### ABOUT THIS TASK
Retype the records exactly, including every line.

### RECORDS SUPPLIED
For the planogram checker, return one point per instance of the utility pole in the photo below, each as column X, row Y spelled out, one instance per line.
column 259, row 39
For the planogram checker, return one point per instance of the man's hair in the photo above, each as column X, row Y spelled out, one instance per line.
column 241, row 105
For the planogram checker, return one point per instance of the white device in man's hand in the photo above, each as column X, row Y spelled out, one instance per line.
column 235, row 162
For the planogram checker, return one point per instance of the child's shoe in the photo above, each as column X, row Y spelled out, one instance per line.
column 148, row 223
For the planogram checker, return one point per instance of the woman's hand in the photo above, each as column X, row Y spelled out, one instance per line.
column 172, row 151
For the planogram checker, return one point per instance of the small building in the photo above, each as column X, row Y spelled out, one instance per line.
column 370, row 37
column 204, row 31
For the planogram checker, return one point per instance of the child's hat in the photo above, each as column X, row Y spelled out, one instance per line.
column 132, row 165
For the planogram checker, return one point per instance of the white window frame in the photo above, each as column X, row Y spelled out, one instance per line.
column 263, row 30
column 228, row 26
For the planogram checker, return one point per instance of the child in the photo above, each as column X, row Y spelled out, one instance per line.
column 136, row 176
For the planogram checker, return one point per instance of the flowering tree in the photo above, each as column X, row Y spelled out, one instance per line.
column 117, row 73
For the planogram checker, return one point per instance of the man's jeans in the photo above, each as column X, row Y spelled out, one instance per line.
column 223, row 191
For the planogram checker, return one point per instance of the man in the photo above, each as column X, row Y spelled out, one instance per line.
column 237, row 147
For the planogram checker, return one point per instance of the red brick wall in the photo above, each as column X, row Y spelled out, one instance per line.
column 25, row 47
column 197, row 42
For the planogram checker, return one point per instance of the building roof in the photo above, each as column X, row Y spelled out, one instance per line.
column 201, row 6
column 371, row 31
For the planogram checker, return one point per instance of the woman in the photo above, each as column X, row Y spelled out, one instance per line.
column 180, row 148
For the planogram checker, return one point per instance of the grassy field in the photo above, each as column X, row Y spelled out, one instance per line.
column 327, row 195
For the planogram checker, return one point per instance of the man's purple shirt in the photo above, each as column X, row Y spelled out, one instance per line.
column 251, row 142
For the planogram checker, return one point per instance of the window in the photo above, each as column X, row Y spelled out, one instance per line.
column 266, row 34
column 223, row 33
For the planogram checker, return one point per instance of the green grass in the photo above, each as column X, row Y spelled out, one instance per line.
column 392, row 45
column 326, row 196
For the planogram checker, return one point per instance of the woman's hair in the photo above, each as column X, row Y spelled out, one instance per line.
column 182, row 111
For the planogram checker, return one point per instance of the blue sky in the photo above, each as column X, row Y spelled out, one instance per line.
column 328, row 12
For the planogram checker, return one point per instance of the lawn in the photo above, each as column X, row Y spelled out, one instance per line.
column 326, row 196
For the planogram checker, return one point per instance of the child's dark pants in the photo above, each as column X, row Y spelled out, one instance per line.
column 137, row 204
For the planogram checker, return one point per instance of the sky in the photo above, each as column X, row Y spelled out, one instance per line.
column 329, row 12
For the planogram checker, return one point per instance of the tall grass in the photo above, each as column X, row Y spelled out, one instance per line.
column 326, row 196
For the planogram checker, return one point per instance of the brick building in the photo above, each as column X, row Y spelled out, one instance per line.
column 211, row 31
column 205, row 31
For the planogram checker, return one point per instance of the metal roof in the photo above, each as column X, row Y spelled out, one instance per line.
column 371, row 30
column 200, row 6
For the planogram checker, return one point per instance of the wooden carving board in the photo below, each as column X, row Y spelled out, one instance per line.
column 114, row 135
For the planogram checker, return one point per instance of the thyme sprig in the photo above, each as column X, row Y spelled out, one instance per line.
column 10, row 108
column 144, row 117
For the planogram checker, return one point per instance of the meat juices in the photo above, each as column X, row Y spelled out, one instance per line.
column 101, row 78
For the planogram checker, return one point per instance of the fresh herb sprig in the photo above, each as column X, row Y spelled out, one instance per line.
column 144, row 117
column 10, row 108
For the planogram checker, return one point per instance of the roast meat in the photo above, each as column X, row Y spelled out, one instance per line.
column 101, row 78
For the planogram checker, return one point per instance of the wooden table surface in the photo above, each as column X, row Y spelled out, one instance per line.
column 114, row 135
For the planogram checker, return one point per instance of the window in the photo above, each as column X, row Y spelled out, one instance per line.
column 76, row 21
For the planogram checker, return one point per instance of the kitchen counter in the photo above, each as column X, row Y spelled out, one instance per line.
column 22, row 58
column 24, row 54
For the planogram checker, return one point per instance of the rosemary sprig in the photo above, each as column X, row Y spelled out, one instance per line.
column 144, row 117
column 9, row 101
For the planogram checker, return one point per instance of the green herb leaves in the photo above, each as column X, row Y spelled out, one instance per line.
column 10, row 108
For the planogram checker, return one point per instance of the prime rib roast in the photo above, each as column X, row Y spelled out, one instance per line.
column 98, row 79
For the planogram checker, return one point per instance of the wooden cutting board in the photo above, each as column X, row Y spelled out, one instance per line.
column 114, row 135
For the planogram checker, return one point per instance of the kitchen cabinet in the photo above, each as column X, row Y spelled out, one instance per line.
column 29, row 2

### SOLVED PROBLEM
For the planogram checker, return one point per instance of the utility pole in the photo below, each as column X, row Y spelled out, one instance per line.
column 259, row 39
For the planogram checker, return one point per instance of the man's hair in the photo above, each as column X, row Y spelled out, one instance per line.
column 241, row 105
For the planogram checker, return one point per instance of the white device in man's hand in the photo above, each as column X, row Y spelled out, one instance per line.
column 235, row 162
For the planogram checker, return one point per instance of the child's shoe in the photo above, each as column X, row Y spelled out, one instance per line.
column 148, row 223
For the planogram checker, return one point per instance of the woman's hand in the photo above, each as column X, row Y spelled out, one instance per line.
column 172, row 151
For the planogram checker, return one point per instance of the small building in the photo above, each as column X, row Y spelled out, one instance per line.
column 370, row 37
column 204, row 31
For the planogram checker, return one point per instance of the child's hat in the photo above, each as column X, row Y spelled out, one instance per line.
column 132, row 165
For the planogram checker, return one point per instance of the white window frame in the photo above, each as column X, row Y spelled out, one instance per line.
column 263, row 30
column 228, row 26
For the planogram checker, return one point per instance of the child in the photo above, each as column X, row Y spelled out, one instance per line.
column 136, row 176
For the planogram checker, return one point per instance of the flowering tree in the photo above, each as column X, row Y spelled out, one instance per line.
column 117, row 73
For the planogram checker, return one point per instance of the man's jeans in the photo above, each as column X, row Y spelled out, one instance per line.
column 223, row 191
For the planogram checker, return one point per instance of the man in the photo above, each as column X, row Y spelled out, one instance per line.
column 237, row 147
For the planogram checker, return one point per instance of the red brick wall in the photo above, each as column X, row Y spelled out, one instance per line.
column 25, row 47
column 197, row 42
For the planogram checker, return one point per instance of the building roof in the photo above, each as column X, row Y spelled out, one instance per line.
column 201, row 6
column 371, row 31
For the planogram checker, return one point per instance of the woman in the photo above, each as column X, row Y spelled out, one instance per line.
column 180, row 148
For the planogram checker, return one point per instance of the grassy field in the photo above, each as column X, row Y spelled out, one instance per line.
column 327, row 195
For the planogram checker, return one point per instance of the man's purple shirt in the photo above, each as column X, row Y spelled out, one instance per line.
column 251, row 142
For the planogram checker, return one point per instance of the window in the photo above, each as column X, row Y spelled out, one instance per line.
column 266, row 34
column 223, row 33
For the planogram checker, return one point per instance of the green grass in the photo above, each as column X, row Y spelled out, one instance per line.
column 392, row 45
column 326, row 196
For the planogram checker, return one point per instance of the woman's hair in the photo above, each as column X, row Y spelled out, one instance per line.
column 182, row 111
For the planogram checker, return one point per instance of the blue sky in the photo above, each as column X, row Y spelled out, one instance per line.
column 328, row 12
For the planogram checker, return one point per instance of the lawn in the photo above, each as column X, row Y spelled out, one instance per line.
column 326, row 196
For the planogram checker, return one point per instance of the child's dark pants in the photo above, each as column X, row Y spelled out, one instance per line.
column 137, row 204
For the planogram checker, return one point per instance of the sky in the photo above, each as column X, row Y spelled out, one instance per line.
column 329, row 12
For the planogram checker, return one point per instance of the tall grass in the photo above, each as column X, row Y spelled out, one instance per line.
column 326, row 196
For the planogram checker, return one point per instance of the brick building in the photo above, each as column X, row Y spelled out, one instance per line.
column 211, row 31
column 205, row 31
For the planogram checker, return one point per instance of the metal roof in the photo above, each as column X, row Y spelled out, one instance per line.
column 371, row 30
column 200, row 6
For the planogram checker, return one point per instance of the wooden carving board in the photo below, each as column X, row Y spelled out, one instance per line.
column 114, row 135
For the planogram checker, return one point per instance of the thyme sprig in the photo above, each as column X, row Y spelled out, one instance per line.
column 10, row 108
column 144, row 117
For the planogram checker, return one point per instance of the meat juices in the photo above, each as column X, row Y spelled out, one instance per line.
column 101, row 78
For the planogram checker, return one point per instance of the fresh herb sprig in the photo above, each as column X, row Y spelled out, one instance per line.
column 144, row 117
column 10, row 108
For the planogram checker, return one point per instance of the roast meat in the photo above, each as column X, row Y spelled out, one instance per line.
column 101, row 78
For the planogram checker, return one point per instance of the wooden table surface in the photo above, each as column X, row Y spelled out, one instance per line.
column 114, row 135
For the planogram checker, return one point per instance of the window in the photo above, each as column X, row Y spelled out, one instance per line.
column 76, row 21
For the planogram checker, return one point per instance of the kitchen counter in the photo above, each as column X, row Y spelled out, one instance per line.
column 22, row 58
column 24, row 54
For the planogram checker, return one point per instance of the rosemary sprig in the photo above, each as column X, row Y spelled out, one instance per line.
column 144, row 117
column 9, row 101
For the planogram checker, return one point per instance of the green herb leaves in the photo above, each as column X, row Y spelled out, one instance per line.
column 10, row 108
For the planogram checker, return one point per instance of the prime rib roast in the photo above, each as column X, row Y spelled out, one instance per line.
column 98, row 79
For the planogram checker, return one point per instance of the wooden cutting board in the photo above, each as column X, row Y spelled out, one instance per line.
column 114, row 135
For the planogram checker, return one point per instance of the kitchen cabinet in the photo above, each as column X, row Y spelled out, one instance per line.
column 29, row 2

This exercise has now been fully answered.